**Exercises to complete:**
A: Can you answer these from the article about building the electric Exocet?
(i) Which two vehicles did Eddy Motorworks have when it was starting off?
(ii) What range and 0-60 mph time did the computer simulation predict?
(iii) About what percentage of the tubular frame was redesigned?
B: Could you write the next part of the article about building the electric Exocet, picking up after its final paragraph?

**Text section:**
============================================================

As Told by Ben Horst

Photos by Ben Horst and Chadbee Photography

It makes sense why most electric vehicles on the market fit one of two molds: luxury sedans or unexciting commuter pods. After all, these two segments cover a large chunk of the total auto market. But we think that the really exciting part is exploring what can be done with the emerging technologies from the passenger-car world. That’s no different from the very beginnings of motor vehicles: As soon as there were cars, there were people tinkering to make them faster.

Our company, Eddy Motorworks, builds high-quality electric conversions, taking classic cars from rusty and sputtering to brilliant and thrilling. As we were starting off, we were also looking to build a flagship vehicle to prove the capabilities of a high-performance electric drivetrain in a nonconventional vehicle. At the time, we had two vehicles: a hybrid-electric track car prototype and an all-electric 1980 MGB. (We also now have two other EV conversions in the works, a DeLorean and a Mercedes 380SL.)

Without exception, we bumped into Kevin Patrick from Exomotive at every event we took our cars to. He would be showing off his Exocet component vehicle kits, a chassis and body system based around the Miata, but we’d always end up talking about how cool an electric version of the Exocet would be — fittingly called the Electrocet.

Actually, I think we might have come up with the name first, and then worked out the idea for the Electrocet itself. However it happened, I sat down with Kevin a couple weeks later with a stack of powertrain options for the project. I told him that they were ordered by increasing performance, so of course he flipped straight to the last page. It was titled “Tesla Model S Large Rear Drive Unit and 52 kWh Battery Pack.”

Electrocet B5

I built a computer simulation that calculated performance of EVs based on the build specs for this setup, and it predicted a range of over 280 miles and a 0-60 mph time of 3.0 seconds. It looked great on paper (and software), and so the build began.

The first step was to get a totaled Model S as a donor. I scoured the online auctions daily until we found one that had all the right damage in all the right places, so as to not hurt the parts we actually needed. Kevin got it delivered to his shop in East Point, Georgia, and we initiated a tear-down and pulled the battery pack from the bottom of the car. In the Tesla, it’s packaged in one big, waterproof aluminum pancake, but for the Electrocet, we needed to disassemble the pack and grab the 14 individual battery modules.

We then dropped the rear subframe with the drive unit (Tesla’s term for the motor/inverter/motor controller/gearbox/differential assembly) and pulled the inner CV joints. After snagging a few other components from the donor car (connectors, water pumps, harnesses, pedal), we just had to fit all of these parts from a 4,500-pound car in a chassis that usually curbs at 1,600 pounds. Should be easy, right?

It helped that Warren van Nus, the original designer of the U.S. Exocet, gave me access to the CAD files of the original chassis. This allowed us to redesign about 60 percent of the tubular frame to accommodate the new powertrain before test fitting anything. After a couple months of welding, wiring, coding, and bolting, it was done. We had to make some extensive changes to accommodate the EV powertrain, but as you’ll see, the spirit of the standard Exocet remains.

============================================================

**Listed entries:**
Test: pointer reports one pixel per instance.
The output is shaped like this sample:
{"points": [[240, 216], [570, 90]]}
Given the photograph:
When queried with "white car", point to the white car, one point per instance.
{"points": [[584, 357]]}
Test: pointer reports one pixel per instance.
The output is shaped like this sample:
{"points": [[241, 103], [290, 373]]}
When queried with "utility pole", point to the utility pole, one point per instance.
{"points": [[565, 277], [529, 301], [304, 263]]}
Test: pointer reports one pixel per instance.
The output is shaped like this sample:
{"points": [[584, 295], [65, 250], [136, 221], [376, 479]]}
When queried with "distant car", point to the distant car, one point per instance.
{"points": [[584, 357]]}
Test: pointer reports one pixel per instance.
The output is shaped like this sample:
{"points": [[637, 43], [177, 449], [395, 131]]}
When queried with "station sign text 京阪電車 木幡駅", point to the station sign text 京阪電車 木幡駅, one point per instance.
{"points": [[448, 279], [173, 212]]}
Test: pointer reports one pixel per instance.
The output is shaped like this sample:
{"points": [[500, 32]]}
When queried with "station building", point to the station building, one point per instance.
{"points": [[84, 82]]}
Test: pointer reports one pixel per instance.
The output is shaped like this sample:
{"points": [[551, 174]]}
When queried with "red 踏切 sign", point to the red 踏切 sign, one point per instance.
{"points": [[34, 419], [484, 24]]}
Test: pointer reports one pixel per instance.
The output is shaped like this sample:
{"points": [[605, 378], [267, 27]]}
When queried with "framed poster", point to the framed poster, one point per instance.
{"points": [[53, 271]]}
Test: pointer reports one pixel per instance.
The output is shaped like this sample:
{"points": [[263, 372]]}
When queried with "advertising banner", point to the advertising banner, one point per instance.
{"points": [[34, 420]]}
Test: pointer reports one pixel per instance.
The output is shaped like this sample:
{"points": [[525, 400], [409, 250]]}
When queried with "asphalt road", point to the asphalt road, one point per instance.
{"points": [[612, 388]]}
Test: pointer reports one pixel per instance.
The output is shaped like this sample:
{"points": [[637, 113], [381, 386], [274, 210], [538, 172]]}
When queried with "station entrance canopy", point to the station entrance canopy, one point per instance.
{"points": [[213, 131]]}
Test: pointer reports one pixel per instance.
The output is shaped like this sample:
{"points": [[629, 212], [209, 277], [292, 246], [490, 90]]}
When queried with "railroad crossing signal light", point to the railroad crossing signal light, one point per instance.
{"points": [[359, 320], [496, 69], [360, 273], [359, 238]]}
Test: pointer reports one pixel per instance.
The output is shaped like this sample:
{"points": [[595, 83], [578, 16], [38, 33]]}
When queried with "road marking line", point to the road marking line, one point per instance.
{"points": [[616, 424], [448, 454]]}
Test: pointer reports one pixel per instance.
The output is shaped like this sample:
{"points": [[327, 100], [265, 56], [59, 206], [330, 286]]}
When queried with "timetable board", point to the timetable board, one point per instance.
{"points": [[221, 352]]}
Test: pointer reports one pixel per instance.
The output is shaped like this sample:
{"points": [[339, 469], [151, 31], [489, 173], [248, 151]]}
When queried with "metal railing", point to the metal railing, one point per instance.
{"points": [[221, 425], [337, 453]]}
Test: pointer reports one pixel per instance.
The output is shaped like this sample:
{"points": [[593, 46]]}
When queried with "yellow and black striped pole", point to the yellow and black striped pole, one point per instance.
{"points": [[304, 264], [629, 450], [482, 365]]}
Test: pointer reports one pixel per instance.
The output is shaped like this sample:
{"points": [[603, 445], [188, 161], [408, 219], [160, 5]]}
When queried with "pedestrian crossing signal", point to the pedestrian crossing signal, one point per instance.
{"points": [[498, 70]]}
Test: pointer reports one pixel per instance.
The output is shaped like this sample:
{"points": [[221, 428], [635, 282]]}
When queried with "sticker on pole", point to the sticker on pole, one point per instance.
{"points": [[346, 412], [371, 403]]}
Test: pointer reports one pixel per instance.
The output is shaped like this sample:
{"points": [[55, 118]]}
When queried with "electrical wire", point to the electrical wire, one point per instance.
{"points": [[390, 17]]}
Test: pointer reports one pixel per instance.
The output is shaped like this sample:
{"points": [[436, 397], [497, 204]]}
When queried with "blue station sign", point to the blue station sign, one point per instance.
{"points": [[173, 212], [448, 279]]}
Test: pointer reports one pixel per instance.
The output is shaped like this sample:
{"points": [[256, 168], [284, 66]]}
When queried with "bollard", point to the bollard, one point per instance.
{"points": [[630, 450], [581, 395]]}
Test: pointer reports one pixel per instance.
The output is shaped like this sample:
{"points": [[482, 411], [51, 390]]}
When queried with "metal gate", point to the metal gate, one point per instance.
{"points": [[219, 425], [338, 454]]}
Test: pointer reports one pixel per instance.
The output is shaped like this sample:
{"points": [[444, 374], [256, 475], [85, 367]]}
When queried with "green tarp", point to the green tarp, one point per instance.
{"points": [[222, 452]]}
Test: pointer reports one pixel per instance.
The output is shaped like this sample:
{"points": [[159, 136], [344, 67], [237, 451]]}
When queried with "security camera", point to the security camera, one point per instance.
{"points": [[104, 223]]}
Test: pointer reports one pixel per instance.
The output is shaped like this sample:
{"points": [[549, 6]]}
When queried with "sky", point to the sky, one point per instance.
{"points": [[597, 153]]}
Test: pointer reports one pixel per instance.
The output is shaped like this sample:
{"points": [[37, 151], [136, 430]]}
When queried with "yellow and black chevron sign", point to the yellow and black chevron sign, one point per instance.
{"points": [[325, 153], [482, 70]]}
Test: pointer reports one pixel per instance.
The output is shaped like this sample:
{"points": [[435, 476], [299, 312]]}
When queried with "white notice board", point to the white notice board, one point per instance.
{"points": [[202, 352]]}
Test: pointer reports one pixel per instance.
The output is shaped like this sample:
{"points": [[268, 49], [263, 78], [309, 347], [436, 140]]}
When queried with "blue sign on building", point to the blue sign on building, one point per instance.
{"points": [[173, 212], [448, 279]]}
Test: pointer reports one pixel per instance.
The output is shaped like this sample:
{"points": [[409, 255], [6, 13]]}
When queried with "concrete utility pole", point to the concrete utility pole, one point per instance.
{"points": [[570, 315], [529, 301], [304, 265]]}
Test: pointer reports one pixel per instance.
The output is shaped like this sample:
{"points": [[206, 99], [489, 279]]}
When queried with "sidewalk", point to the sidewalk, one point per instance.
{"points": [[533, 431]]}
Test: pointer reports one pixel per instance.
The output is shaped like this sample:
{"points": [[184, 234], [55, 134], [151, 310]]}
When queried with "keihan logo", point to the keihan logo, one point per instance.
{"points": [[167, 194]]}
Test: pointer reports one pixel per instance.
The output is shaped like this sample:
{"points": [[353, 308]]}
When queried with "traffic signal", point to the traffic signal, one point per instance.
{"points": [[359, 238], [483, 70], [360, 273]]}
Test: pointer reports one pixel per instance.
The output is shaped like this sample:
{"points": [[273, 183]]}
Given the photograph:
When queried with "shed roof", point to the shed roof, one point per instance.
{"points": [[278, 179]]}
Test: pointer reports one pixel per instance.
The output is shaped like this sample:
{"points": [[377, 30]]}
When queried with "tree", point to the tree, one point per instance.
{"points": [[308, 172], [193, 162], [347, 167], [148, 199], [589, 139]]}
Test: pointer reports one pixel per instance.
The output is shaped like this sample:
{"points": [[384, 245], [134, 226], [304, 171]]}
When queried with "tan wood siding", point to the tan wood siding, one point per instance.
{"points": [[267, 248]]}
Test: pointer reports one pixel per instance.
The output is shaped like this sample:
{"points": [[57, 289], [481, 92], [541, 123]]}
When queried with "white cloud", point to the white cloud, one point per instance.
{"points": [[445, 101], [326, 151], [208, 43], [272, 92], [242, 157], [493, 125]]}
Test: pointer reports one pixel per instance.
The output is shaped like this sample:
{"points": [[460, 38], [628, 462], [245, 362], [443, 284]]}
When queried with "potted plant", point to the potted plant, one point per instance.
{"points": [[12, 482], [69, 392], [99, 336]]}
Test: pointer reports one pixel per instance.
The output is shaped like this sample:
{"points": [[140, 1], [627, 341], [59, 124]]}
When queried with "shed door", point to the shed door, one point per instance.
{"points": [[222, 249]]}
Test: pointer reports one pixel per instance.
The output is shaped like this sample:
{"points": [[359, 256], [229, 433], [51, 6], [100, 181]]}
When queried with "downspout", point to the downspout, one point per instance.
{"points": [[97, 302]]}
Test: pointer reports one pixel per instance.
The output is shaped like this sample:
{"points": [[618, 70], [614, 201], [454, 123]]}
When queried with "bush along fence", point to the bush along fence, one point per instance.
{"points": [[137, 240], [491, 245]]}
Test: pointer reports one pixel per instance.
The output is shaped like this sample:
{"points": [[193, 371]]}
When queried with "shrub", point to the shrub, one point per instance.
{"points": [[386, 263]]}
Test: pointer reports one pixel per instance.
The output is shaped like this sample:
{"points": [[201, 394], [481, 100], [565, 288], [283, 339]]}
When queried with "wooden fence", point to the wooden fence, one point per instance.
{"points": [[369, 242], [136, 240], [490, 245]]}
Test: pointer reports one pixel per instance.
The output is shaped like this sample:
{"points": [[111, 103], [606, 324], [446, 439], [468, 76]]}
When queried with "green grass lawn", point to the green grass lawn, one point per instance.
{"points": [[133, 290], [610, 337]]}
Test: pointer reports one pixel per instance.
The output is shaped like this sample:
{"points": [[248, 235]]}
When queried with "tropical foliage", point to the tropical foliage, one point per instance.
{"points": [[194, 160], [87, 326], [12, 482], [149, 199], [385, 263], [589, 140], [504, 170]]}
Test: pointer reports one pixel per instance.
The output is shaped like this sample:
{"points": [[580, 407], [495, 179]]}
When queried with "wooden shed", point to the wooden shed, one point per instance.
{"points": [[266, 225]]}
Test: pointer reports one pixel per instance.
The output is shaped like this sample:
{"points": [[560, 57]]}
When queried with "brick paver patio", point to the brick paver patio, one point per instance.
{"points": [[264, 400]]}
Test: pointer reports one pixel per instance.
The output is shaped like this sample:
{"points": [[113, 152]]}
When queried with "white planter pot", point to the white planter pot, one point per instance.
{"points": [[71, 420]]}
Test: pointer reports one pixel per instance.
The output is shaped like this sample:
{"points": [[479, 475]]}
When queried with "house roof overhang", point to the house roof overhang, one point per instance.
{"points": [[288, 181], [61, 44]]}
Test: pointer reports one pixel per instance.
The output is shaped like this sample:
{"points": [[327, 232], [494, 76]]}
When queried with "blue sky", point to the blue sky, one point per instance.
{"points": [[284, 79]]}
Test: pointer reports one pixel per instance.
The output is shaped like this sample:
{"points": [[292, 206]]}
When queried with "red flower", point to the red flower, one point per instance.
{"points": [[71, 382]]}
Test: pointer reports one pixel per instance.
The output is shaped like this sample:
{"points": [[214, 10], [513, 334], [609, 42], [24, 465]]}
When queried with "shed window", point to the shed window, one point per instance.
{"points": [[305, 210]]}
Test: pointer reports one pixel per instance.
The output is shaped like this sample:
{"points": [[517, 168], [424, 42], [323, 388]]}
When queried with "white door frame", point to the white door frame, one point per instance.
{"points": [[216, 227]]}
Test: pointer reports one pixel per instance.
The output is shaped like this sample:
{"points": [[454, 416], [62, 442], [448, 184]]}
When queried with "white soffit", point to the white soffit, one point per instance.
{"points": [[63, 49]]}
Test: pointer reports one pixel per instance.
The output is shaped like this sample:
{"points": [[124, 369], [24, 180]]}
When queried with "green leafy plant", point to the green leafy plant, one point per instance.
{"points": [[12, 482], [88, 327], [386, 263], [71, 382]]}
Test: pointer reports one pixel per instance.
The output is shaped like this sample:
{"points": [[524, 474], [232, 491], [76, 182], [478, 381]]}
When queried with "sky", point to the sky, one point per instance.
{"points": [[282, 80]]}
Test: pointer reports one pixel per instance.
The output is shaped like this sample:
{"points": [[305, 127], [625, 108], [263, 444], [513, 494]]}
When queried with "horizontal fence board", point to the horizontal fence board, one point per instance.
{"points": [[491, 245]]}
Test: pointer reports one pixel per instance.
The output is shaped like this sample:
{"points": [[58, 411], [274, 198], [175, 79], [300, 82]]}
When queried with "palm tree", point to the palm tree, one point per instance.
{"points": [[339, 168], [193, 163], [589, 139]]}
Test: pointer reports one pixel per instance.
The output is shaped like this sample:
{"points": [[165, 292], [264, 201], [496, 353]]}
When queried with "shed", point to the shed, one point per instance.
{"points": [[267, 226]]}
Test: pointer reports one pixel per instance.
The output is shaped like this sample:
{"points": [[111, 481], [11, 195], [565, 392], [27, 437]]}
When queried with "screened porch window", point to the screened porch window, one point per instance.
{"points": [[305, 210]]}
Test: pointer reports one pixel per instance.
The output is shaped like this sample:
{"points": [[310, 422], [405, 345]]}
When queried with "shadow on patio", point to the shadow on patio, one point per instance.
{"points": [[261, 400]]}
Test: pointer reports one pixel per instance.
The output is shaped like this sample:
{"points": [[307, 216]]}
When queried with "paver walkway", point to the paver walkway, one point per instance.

============================================================

**Task-by-task outputs:**
A:
(i) A hybrid-electric track car prototype and an all-electric 1980 MGB.
(ii) A range of over 280 miles and a 0-60 mph time of 3.0 seconds.
(iii) About 60 percent.

B:
In the place of the differential and fuel tank, we fit the drive unit, battery charger, DC-DC converter (takes the place of an alternator to keep the 12-volt battery charged), and radiators for the motor and inverter. Under the seats and in what used to be the transmission tunnel, we packaged 12 battery modules for a total of 52 kWh of energy at 300-volt. For comparison, the Nissan Leaf, which weighs 3,300 pounds, has a 24 kWh or 30 kWh pack. So at a total weight of 1,997 pounds, the Electrocet has a far better battery-to-weight ratio than even the Tesla Model S P100D.

That’s an important point, because after a few laps on the track, battery capacity becomes very important. The front of the Electrocet is strangely empty, except a large radiator for battery water-cooling and standard Miata steering and suspension. Inside the cockpit, we kept it simple, with just a couple custom color displays to convey battery and motor status and the usual stuff like speed and revolutions per minute (which go up to 16,000, by the way).

Since completion, we’ve taken the car out to Road Atlanta and Atlanta Motorsports Park for track days. The acceleration is ridiculous. Currently, it jolts from 0-60 mph in 3.2 seconds, but that figure might be lowered to 2.9 seconds with updates to traction and launch control.

But the platform is still a Miata at heart, so cornering is planted. Lap after lap, we had very few major issues. As with any custom-built race car, there are occasional thermal problems, but we’ve worked through those. So unless it’s over 95 degrees F outside, you can run the car flat-out all day without overheating the batteries.

Our next challenge is quick charging. The battery pack is big enough to give you plenty of juice for a 20-minute track day session before limiting power output by about 50 percent. At our current rate of charging, we can’t get it filled back up all the way before the next session. For street duty, the track mode can be dialed to either econ or sport, with a range of as much as 300 miles.

Besides Tesla’s private Supercharger system, there are a few main standards for fast charging: CHAdeMO, CCS, and SAE Combo. Any of these would work, it’s just a matter of getting the charge stations installed at tracks. We hope that will occur soon enough.

The joy of driving the Electrocet is unlike anything else. It’s so immediately responsive that it makes you feel a part of the driving experience in a way that you probably didn’t think electric cars could. We truly believe there’s a place in motorsport for EVs.

OK, they can’t outrun the LMP1 car on a straight yet, but I would argue that the smile-to-speed ratio is unbeatable. Even at relatively slow speeds, the Electrocet makes you feel like you’re piloting a fighter jet with a really good muffler. I don’t know where motorsport will go in the coming years, but my hope is that more people will look at EVs as more than just a luxury or commuter car. Given their high performance potential, that makes good sense as well.